• _WHAT IS NEEDED_: Copy the records exactly. Include every line.

• _SOURCE MATERIAL_:
=== Section Start ===

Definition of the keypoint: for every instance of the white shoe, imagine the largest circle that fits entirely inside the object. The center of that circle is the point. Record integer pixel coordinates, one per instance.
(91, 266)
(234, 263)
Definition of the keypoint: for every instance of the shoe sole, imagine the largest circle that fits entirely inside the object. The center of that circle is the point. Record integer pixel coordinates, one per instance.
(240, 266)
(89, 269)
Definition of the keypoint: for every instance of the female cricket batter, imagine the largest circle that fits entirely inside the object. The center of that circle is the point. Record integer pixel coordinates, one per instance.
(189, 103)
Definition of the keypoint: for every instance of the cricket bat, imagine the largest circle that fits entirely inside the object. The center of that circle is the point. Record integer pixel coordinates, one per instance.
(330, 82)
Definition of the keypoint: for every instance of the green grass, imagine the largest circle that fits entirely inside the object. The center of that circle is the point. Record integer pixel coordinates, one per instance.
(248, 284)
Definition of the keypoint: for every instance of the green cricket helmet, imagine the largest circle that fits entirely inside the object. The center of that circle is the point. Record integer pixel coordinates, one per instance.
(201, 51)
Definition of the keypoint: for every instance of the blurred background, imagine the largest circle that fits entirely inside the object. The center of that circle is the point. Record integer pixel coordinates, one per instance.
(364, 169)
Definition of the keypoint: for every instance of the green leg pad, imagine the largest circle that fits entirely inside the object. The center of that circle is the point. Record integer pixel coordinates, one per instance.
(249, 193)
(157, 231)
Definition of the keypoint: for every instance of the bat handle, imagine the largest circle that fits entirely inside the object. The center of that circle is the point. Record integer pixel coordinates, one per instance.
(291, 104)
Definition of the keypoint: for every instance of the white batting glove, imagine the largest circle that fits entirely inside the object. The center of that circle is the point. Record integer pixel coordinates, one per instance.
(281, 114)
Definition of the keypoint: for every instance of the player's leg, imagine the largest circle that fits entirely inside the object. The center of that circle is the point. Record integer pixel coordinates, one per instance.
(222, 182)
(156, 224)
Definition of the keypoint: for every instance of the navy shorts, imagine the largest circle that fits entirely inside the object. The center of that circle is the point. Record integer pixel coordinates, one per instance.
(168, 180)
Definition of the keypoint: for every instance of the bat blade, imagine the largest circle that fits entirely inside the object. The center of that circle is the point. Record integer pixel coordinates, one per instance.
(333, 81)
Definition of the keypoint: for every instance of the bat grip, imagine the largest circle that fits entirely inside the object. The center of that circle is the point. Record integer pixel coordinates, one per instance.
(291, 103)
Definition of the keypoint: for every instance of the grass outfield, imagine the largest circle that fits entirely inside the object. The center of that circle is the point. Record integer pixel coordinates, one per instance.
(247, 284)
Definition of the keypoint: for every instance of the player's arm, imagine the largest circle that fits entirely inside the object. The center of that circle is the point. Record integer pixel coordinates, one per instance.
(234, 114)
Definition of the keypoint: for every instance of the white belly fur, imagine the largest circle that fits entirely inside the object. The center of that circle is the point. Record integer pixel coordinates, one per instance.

=== Section End ===

• _SOLUTION TO THE PROBLEM_:
Definition of the keypoint: for every instance of the white shoe, imagine the largest circle that fits entirely inside the object. The center of that circle is the point. Record integer pixel coordinates, one per instance.
(91, 266)
(234, 263)
Definition of the keypoint: for every instance of the shoe sole, imagine the largest circle that fits entirely inside the object. The center of that circle is the point. Record integer pixel coordinates, one per instance.
(240, 266)
(89, 269)
Definition of the keypoint: for every instance of the female cricket batter, imagine the largest circle that fits entirely inside the object. The center of that circle is the point. Record integer pixel coordinates, one per instance.
(189, 103)
Definition of the keypoint: for every instance of the cricket bat, imagine the largest circle that fits entirely inside the object. The center of that circle is the point. Record integer pixel coordinates, one per instance.
(330, 82)
Definition of the keypoint: for every instance of the green grass, imagine the largest circle that fits entirely inside the object. The center of that circle is the point. Record integer pixel coordinates, one per instance.
(248, 284)
Definition of the keypoint: for every instance of the green cricket helmet, imagine the largest circle that fits entirely inside the object. The center of that circle is the point. Record integer pixel coordinates, one per instance.
(201, 51)
Definition of the keypoint: for every instance of the blurred background, imagine the largest circle that fits entirely inside the object. The center of that circle is the point. Record integer pixel coordinates, one per instance.
(364, 169)
Definition of the keypoint: for every instance of the green leg pad, imagine the largest circle that fits entirely inside the object. The center of that circle is the point. Record integer pixel coordinates, one per instance.
(249, 193)
(157, 231)
Definition of the keypoint: for every instance of the bat handle, imagine the largest circle that fits entirely inside the object. The center of that circle is the point. Record integer pixel coordinates, one per instance.
(291, 104)
Definition of the keypoint: for every instance of the white batting glove, imagine the largest circle that fits entirely inside the object. The center of that circle is the point. Record integer pixel coordinates, one per instance.
(281, 114)
Definition of the keypoint: for every instance of the player's leg, imagine the largest circle that fits entirely inside the object. The center of that circle is the point. Record integer pixel coordinates, one per instance.
(222, 182)
(156, 224)
Definition of the keypoint: for every instance of the navy shorts, imagine the largest circle that fits entirely inside the object. The center of that circle is the point. Record integer pixel coordinates, one per instance.
(168, 180)
Definition of the keypoint: for every instance of the bat blade, imagine the largest circle that fits entirely inside the object. The center of that circle is the point. Record integer pixel coordinates, one per instance.
(333, 81)
Definition of the keypoint: for every instance of the bat grip, imagine the largest circle that fits entirely inside the object. The center of that circle is the point. Record integer pixel coordinates, one per instance.
(291, 103)
Definition of the keypoint: for every instance of the grass outfield, imagine the largest circle that fits entirely inside the object. The center of that circle is the point. Record integer pixel coordinates, one per instance.
(247, 284)
Definition of the keypoint: for every instance of the player's arm, imagine the largest circle that fits entirely inside the object. The center of that circle is the point. Record integer pixel coordinates, one per instance.
(234, 114)
Definition of the keypoint: for every instance of the white belly fur, imagine the largest circle that fits entirely inside the object. The center of that circle is the point. Record integer pixel coordinates, one per instance.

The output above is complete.